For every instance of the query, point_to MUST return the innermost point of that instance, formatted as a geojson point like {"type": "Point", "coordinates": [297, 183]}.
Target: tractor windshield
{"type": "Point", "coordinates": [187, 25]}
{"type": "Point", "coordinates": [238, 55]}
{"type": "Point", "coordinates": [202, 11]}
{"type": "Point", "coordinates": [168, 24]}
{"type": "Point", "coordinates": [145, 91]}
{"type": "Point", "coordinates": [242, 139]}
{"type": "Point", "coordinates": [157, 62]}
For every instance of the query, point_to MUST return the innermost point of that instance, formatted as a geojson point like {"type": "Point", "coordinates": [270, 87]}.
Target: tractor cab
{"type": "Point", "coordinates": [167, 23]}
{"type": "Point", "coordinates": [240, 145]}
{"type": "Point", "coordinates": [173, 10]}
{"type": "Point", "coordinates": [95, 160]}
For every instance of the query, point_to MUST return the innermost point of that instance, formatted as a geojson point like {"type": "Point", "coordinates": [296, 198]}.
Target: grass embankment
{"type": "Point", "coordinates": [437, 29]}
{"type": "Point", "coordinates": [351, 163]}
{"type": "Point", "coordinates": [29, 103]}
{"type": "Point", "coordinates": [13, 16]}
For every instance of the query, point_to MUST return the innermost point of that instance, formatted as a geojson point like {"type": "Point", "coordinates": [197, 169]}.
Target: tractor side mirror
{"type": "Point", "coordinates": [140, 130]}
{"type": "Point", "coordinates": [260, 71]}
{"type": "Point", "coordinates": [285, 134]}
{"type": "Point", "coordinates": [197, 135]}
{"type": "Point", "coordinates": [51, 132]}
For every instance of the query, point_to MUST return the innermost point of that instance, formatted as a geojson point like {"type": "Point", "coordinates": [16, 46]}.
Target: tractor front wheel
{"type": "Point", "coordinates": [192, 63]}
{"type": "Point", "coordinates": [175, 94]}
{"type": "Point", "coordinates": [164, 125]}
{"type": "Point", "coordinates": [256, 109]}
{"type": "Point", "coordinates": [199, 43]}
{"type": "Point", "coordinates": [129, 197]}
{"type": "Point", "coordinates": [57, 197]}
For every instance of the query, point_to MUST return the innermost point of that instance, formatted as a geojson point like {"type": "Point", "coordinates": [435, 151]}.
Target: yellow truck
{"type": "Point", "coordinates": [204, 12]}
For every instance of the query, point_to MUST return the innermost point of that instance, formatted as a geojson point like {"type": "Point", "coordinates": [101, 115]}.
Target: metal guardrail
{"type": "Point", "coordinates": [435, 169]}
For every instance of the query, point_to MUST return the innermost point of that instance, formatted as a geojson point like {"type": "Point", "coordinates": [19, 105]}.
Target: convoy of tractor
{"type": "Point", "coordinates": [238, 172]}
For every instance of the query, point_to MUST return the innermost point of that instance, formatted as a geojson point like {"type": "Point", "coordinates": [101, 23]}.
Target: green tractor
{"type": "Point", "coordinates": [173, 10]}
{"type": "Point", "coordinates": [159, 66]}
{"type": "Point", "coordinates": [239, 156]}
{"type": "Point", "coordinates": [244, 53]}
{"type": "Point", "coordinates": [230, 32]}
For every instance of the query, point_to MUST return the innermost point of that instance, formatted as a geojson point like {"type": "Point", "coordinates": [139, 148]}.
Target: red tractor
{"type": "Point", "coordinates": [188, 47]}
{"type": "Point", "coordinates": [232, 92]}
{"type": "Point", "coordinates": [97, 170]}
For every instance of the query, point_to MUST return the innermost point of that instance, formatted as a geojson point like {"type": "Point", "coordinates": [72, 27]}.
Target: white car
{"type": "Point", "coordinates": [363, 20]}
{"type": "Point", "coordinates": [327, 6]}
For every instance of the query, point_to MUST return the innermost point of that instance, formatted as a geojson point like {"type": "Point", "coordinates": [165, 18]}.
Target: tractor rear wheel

★ ★ ★ ★ ★ ★ ★

→ **Aim of the task**: Set down exactly what runs from the line with "Target: white car" to the last line of the data above, including both of those lines and no others.

→ **Task output**:
Target: white car
{"type": "Point", "coordinates": [363, 20]}
{"type": "Point", "coordinates": [327, 6]}
For every instance of the query, point_to MUST return the innermost point of that instance, formatted as a geojson point like {"type": "Point", "coordinates": [165, 18]}.
Target: tractor rear wheel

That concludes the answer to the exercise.